◆ PROBLEM REQUIREMENTS ◆
From the line containing "Drop one marker on each instance of the white sneaker" to the last line of the records, please reproduce every line exactly and nothing more.
═══ SOURCE MATERIAL ═══
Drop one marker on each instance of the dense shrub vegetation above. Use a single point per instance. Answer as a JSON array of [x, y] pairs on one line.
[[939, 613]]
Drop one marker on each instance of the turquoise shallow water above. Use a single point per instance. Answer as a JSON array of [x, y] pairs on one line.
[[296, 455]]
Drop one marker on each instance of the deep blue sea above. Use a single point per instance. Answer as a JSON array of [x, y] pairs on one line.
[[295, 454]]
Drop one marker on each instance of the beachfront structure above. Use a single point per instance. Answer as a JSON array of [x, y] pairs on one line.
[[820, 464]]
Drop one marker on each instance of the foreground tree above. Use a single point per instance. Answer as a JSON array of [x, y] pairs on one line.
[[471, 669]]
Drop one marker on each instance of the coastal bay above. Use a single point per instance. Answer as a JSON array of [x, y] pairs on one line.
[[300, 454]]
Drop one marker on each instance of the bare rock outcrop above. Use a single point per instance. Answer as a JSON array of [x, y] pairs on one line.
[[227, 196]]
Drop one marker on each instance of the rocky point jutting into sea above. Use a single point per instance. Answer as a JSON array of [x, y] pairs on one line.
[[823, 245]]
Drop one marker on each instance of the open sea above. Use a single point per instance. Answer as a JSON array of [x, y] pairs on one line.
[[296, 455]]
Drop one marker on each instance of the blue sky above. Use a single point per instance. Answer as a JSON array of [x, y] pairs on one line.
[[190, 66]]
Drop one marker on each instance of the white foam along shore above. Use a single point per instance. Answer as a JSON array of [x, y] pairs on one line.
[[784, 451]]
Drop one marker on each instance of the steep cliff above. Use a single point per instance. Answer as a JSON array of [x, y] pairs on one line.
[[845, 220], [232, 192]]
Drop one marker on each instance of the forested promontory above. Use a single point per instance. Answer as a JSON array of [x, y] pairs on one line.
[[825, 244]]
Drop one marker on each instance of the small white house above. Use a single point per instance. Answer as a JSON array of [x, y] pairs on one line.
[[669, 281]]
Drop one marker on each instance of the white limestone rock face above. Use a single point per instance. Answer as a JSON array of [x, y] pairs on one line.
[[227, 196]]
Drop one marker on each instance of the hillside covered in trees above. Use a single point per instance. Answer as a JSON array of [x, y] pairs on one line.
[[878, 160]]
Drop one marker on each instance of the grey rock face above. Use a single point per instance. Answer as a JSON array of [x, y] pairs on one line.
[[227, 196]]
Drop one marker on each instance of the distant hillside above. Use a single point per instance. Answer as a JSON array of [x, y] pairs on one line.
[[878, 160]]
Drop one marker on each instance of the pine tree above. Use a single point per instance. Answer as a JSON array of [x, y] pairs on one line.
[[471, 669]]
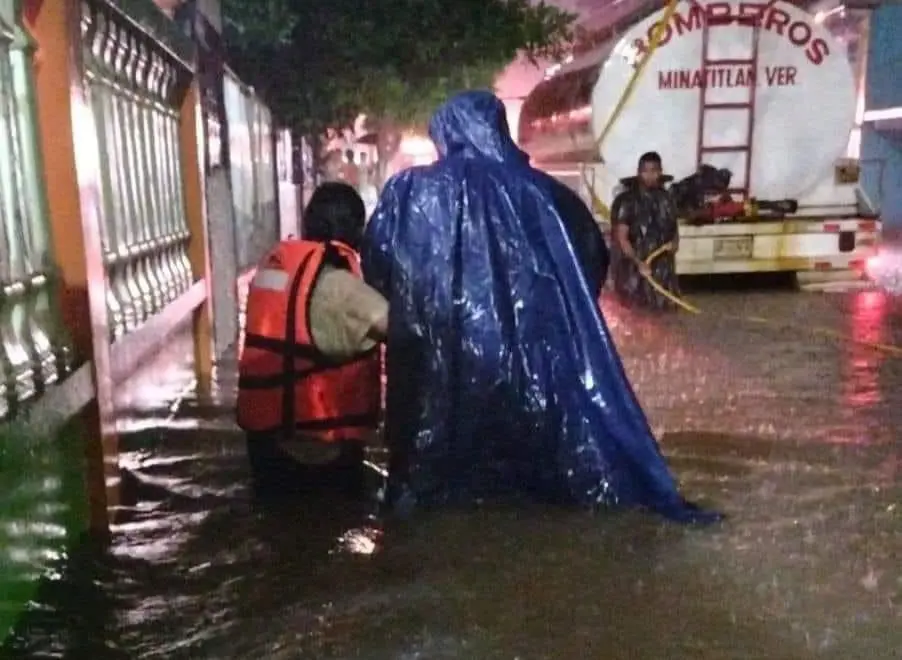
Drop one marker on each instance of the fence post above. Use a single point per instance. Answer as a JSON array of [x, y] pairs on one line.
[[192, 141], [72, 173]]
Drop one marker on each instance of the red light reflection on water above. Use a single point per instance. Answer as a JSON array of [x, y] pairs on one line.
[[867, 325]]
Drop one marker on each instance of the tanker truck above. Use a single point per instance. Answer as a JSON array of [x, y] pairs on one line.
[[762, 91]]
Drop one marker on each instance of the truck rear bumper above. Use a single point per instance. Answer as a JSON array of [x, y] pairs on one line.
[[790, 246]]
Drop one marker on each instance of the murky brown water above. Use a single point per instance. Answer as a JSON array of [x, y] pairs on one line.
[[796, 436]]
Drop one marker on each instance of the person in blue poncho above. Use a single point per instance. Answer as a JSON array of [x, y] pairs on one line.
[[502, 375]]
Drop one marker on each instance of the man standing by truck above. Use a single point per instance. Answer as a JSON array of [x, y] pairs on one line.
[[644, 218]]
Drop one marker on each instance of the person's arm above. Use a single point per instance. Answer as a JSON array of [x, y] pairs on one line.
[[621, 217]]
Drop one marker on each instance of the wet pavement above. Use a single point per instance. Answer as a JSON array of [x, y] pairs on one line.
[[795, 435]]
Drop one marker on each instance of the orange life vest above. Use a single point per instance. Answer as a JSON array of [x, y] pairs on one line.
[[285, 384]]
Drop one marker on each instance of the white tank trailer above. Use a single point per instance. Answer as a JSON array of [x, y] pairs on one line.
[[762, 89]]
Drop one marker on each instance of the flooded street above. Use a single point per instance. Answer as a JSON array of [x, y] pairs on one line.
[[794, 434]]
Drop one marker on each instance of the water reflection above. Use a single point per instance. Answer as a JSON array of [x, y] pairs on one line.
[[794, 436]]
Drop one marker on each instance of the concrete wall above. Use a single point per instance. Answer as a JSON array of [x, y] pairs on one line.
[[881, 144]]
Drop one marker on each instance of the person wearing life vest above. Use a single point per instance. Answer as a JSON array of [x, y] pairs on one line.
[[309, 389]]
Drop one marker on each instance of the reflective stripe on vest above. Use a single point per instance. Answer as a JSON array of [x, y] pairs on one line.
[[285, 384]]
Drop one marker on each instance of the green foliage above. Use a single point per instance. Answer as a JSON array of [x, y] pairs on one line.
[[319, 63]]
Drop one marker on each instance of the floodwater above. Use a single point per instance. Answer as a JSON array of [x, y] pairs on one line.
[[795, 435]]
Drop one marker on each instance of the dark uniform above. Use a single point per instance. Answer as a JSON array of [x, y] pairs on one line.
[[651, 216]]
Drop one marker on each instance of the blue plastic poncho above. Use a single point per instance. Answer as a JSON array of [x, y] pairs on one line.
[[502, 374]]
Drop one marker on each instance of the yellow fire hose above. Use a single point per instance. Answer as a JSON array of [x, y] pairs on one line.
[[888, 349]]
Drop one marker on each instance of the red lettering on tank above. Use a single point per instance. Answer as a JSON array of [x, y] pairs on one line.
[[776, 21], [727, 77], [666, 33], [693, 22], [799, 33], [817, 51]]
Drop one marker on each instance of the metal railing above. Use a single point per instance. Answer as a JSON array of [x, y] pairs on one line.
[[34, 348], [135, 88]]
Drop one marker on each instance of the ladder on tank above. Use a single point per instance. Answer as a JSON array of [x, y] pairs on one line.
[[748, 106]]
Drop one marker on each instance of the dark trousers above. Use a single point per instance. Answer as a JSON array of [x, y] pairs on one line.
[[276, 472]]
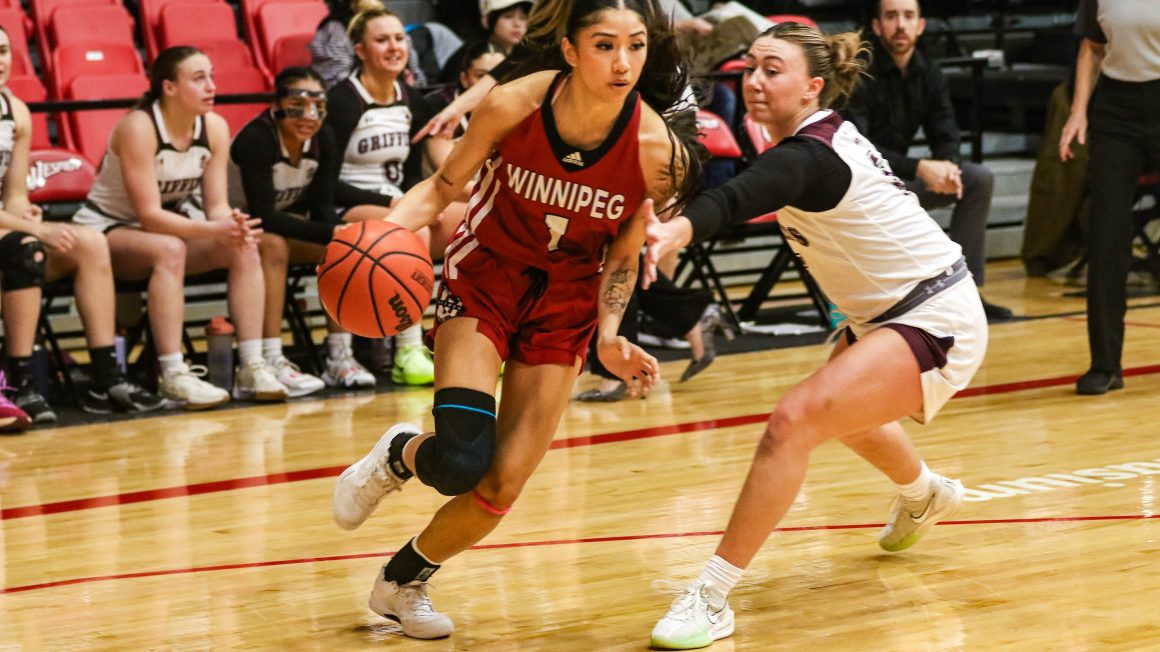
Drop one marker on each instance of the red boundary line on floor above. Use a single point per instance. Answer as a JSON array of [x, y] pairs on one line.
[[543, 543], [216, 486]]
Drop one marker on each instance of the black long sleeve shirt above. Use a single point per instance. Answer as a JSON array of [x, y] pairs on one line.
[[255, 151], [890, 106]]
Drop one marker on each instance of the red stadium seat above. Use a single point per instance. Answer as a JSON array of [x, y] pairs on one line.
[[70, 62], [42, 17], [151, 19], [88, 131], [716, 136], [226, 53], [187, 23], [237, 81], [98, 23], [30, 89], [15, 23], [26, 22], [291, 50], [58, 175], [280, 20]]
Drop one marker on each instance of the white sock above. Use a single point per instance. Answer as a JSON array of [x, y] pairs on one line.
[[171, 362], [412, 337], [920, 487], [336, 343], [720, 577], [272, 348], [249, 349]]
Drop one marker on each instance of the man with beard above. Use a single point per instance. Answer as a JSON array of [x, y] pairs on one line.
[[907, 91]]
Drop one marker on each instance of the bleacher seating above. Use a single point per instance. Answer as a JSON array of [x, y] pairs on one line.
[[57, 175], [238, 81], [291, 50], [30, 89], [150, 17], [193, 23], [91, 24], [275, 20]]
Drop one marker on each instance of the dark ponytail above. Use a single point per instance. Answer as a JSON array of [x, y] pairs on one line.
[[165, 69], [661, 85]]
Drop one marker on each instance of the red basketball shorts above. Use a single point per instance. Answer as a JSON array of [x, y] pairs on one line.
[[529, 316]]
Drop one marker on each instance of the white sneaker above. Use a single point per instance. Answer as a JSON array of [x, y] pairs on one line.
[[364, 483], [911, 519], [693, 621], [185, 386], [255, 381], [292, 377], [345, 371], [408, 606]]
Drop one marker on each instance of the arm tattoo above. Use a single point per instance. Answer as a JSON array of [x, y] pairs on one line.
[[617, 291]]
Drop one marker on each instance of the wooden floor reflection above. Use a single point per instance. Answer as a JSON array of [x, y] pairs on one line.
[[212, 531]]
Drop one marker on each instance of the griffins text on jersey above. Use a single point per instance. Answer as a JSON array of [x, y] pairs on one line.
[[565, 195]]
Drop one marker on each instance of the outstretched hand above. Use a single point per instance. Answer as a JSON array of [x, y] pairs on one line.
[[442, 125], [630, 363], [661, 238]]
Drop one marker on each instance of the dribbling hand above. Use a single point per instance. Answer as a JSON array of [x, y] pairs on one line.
═══
◆ ANSWER BELOW ◆
Drop one marker on each instance of the white sneaker above. Use a single point per instance. Answer as a JSON array of [x, y] pairs on one line.
[[364, 483], [911, 519], [693, 621], [185, 386], [255, 381], [292, 377], [345, 371], [408, 606]]
Drop one marker on each instance of the arm tattoo above. Use a single point per instance. Answer as a JSON array of [x, y] pairs on one line.
[[617, 291]]
Drop one marker on each instance of the wooden floor reflection above. Use a single point per instance. Answer as a JSON array of [x, y] pairs on one line.
[[212, 531]]
Drop one marker on each instance of the griffins text on jersey above. Use a single point per instance. Answer as a JSON array of [x, y] pairs on one line.
[[565, 195]]
Drop one marker on each instance of the outstretched hand above. Use a single point per instance. Answer as a JSON array of [x, y] pairs on one line.
[[442, 125], [630, 363], [661, 238]]
Drop one marker on each instance of the dribbling hand above. Use a single point per instance. Answer as a JSON array of [x, y] pairs on one line.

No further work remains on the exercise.